[Data provided]
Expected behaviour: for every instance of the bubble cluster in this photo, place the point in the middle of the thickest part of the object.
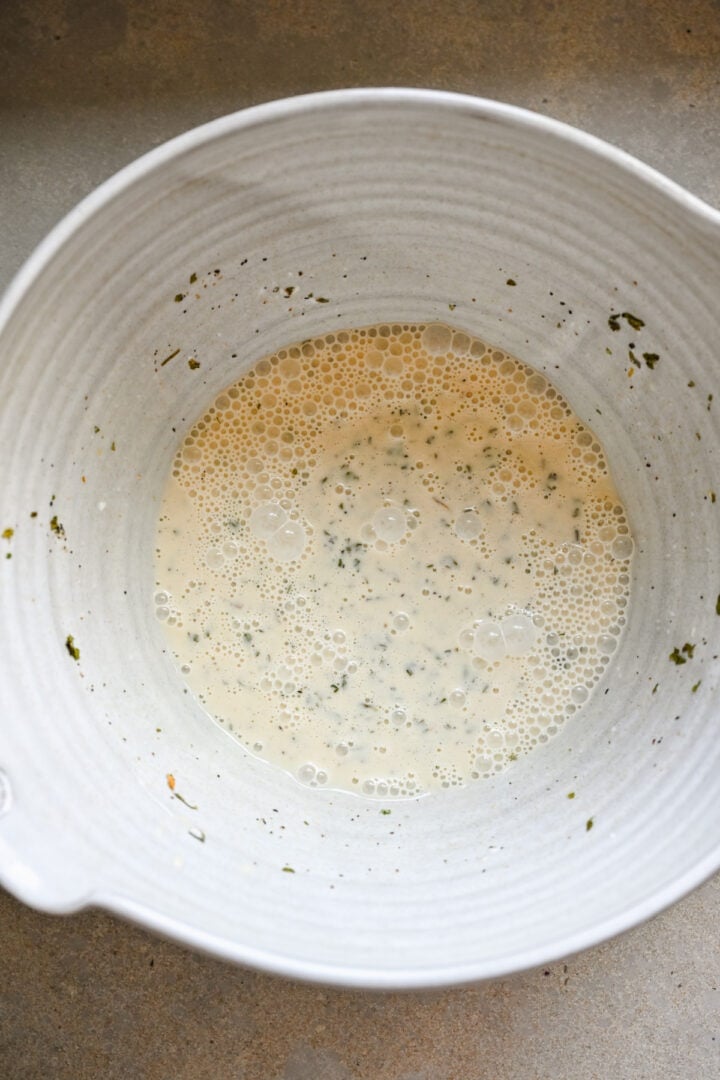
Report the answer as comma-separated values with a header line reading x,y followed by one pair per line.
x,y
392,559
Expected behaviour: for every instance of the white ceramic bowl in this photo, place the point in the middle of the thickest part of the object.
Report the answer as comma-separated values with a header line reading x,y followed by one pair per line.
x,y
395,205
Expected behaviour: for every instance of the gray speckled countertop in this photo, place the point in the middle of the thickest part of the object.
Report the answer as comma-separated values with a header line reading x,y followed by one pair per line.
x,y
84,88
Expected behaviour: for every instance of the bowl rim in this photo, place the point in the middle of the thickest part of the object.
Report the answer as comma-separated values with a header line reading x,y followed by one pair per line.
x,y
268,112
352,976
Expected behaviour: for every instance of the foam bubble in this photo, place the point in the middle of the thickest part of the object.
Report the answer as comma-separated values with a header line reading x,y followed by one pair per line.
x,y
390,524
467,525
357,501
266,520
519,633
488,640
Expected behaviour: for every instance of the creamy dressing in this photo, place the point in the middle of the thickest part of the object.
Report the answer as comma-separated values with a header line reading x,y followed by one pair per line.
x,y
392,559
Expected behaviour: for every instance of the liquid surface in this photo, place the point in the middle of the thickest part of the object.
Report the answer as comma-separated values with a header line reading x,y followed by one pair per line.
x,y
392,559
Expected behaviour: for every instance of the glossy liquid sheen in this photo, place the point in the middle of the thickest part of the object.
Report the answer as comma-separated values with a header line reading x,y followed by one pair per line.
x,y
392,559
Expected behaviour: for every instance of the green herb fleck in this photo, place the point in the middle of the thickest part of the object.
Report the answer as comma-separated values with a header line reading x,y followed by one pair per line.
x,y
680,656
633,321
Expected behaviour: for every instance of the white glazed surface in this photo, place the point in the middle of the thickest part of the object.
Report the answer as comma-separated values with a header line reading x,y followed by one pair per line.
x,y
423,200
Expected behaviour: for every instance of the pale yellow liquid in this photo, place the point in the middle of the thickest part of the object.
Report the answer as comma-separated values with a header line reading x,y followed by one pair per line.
[/Data provided]
Lines from the one that contains "Expected behaviour: for every instance of the glossy" through the final line of the entries must be duplicated exactly, and no other lines.

Expected behaviour: for every instance of the glossy liquid sheen in this photo, place the point in the middle of the thickest part of the object.
Report the answer as comma-separated values with a header line reading x,y followed by one pair per line.
x,y
392,559
Expected behaviour: for every instance of the green herb fleck in this photo, place the point in the middle of the thickest part of the object.
Report the answer as comma-separated values with a header line reading x,y followed by one pair per line.
x,y
680,656
633,321
Expected behaviour: for every instance of the white glazed surface in this photo, place the point in the middle of the thickest part of the object.
Report the answer as comma-separated values with a header line reading x,y followed by one pair per line.
x,y
423,200
Expected behaviour: for every instance of the pale yellow liquid in this photo, place the point in the middle of the thickest part of the object.
Report the answer as comma-separated values with a header line reading x,y followed by one pair per line.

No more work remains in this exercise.